▶ What you are asked to do
When the word "soup" shows up in a line of the records below, copy that line.

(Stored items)
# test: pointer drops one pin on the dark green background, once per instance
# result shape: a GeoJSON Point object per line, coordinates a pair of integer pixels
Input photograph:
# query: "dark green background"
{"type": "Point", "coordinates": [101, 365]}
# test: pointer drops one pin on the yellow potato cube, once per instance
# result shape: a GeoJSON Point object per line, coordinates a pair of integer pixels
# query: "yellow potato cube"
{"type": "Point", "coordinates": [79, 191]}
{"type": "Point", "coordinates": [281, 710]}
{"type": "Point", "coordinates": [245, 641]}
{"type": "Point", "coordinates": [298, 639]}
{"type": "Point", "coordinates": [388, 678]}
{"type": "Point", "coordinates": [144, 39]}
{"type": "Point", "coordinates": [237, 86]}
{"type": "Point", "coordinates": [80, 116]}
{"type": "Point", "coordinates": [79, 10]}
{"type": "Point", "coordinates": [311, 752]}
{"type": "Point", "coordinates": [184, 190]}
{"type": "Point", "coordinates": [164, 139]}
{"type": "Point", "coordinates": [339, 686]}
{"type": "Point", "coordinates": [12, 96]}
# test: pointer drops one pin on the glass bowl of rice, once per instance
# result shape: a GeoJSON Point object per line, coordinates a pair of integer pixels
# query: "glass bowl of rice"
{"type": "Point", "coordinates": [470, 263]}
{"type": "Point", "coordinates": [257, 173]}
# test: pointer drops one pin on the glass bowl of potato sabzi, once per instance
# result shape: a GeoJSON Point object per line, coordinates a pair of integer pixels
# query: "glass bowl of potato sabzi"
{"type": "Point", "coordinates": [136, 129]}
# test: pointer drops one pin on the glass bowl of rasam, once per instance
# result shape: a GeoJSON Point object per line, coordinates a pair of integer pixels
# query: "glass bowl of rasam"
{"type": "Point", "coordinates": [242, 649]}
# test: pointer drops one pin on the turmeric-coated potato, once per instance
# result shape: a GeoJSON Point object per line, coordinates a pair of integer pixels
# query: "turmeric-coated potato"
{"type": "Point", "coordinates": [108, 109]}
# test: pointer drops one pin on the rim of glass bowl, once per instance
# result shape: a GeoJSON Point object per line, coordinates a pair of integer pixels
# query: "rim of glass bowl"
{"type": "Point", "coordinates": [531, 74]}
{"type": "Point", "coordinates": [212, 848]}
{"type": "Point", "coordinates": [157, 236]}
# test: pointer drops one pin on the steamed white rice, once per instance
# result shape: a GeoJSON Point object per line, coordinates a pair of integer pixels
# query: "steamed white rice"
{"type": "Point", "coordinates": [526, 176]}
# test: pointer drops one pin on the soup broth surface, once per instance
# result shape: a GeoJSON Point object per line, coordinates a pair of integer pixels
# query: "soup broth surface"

▶ Response for this exercise
# test: pointer drops one pin on the soup broth surface, once per instance
# query: "soup broth surface"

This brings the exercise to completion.